Aim of the task:
Every line containing the word "windshield" must be pulled from the records.

━━━ Records supplied ━━━

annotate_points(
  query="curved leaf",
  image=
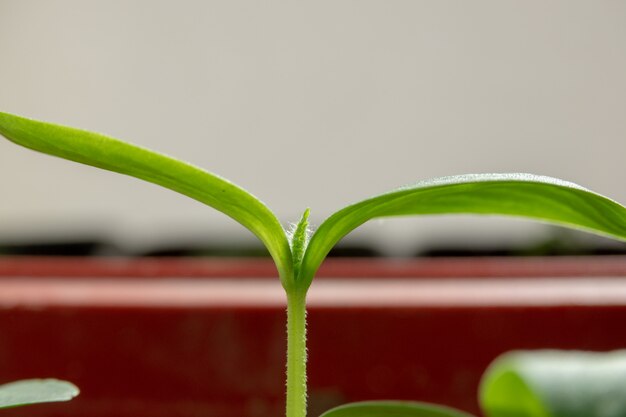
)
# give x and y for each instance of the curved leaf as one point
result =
(114, 155)
(393, 409)
(33, 391)
(524, 195)
(555, 384)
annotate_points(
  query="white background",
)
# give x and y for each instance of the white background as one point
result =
(311, 104)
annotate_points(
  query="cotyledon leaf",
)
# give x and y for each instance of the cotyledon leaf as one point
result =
(33, 391)
(393, 409)
(523, 195)
(551, 383)
(115, 155)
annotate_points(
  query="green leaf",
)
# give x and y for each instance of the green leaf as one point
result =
(33, 391)
(523, 195)
(393, 409)
(114, 155)
(554, 383)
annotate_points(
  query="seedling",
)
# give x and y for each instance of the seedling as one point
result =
(299, 253)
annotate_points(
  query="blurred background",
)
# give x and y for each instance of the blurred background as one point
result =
(309, 104)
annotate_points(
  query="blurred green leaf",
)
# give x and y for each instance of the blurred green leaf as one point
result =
(393, 409)
(522, 195)
(554, 383)
(33, 391)
(114, 155)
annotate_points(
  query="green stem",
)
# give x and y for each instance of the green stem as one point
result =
(296, 353)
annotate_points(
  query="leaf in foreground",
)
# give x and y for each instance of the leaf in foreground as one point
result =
(393, 409)
(115, 155)
(554, 383)
(522, 195)
(33, 391)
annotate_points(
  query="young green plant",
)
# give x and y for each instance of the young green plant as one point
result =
(298, 256)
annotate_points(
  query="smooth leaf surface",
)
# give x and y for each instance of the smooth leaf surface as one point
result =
(33, 391)
(115, 155)
(393, 409)
(555, 384)
(522, 195)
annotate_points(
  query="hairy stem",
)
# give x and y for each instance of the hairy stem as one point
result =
(296, 353)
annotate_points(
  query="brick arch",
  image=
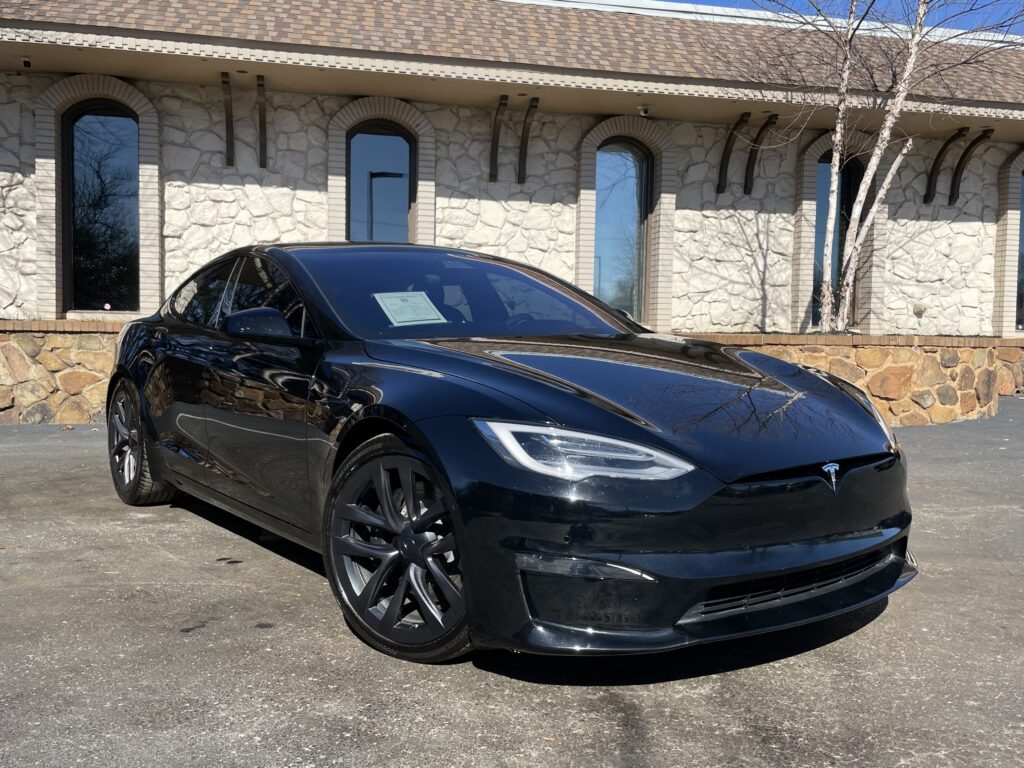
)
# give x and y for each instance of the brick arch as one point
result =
(1008, 241)
(657, 279)
(867, 313)
(49, 109)
(381, 108)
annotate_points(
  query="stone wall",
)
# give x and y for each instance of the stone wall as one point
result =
(60, 376)
(17, 194)
(56, 378)
(940, 266)
(732, 252)
(532, 222)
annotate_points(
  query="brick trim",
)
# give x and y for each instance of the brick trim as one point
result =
(868, 312)
(49, 108)
(262, 51)
(61, 326)
(857, 340)
(658, 263)
(1008, 241)
(382, 108)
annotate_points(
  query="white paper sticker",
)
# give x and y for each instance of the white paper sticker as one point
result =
(409, 308)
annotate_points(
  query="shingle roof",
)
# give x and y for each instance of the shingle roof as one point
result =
(517, 34)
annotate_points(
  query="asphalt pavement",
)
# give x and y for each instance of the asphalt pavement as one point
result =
(178, 635)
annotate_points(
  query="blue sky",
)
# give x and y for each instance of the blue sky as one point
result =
(1003, 8)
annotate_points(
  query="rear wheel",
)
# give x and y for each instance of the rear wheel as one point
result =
(128, 453)
(390, 552)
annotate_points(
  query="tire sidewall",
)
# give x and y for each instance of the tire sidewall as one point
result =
(449, 645)
(128, 493)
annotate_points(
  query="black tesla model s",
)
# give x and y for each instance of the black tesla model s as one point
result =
(488, 457)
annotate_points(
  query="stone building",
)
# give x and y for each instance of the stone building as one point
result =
(644, 151)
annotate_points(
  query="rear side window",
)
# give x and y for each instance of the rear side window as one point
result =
(261, 284)
(197, 301)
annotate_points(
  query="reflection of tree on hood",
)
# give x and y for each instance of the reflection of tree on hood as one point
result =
(104, 231)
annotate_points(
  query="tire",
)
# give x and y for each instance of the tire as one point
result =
(395, 572)
(128, 452)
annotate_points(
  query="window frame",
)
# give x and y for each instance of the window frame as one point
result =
(105, 108)
(646, 206)
(383, 127)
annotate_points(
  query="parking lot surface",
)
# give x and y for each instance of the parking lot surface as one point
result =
(179, 635)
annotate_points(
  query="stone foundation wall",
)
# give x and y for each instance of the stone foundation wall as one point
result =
(57, 378)
(56, 371)
(913, 386)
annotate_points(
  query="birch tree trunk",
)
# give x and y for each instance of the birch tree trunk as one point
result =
(854, 242)
(826, 294)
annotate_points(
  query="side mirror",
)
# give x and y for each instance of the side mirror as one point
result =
(261, 321)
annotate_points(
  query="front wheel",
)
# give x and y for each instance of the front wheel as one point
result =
(129, 457)
(390, 552)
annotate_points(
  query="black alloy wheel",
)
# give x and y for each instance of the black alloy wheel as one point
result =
(391, 555)
(128, 453)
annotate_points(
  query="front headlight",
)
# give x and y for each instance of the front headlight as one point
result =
(573, 456)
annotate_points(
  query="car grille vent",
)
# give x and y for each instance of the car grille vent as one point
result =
(775, 591)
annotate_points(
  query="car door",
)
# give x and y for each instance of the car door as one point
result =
(176, 381)
(256, 398)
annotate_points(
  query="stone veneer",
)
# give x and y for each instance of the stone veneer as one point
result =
(732, 254)
(57, 371)
(54, 377)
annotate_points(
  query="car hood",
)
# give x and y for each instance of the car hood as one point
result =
(735, 413)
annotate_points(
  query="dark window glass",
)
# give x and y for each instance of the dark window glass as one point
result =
(851, 173)
(623, 200)
(199, 299)
(380, 182)
(260, 284)
(379, 293)
(1020, 271)
(100, 199)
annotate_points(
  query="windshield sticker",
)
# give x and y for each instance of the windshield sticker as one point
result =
(409, 308)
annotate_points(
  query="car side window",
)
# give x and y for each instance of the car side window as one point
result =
(262, 284)
(197, 300)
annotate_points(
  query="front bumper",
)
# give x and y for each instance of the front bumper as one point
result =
(692, 560)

━━━

Solution to the exercise:
  query="windshield sticker",
# give x and y for each instance of the windshield sticker as one point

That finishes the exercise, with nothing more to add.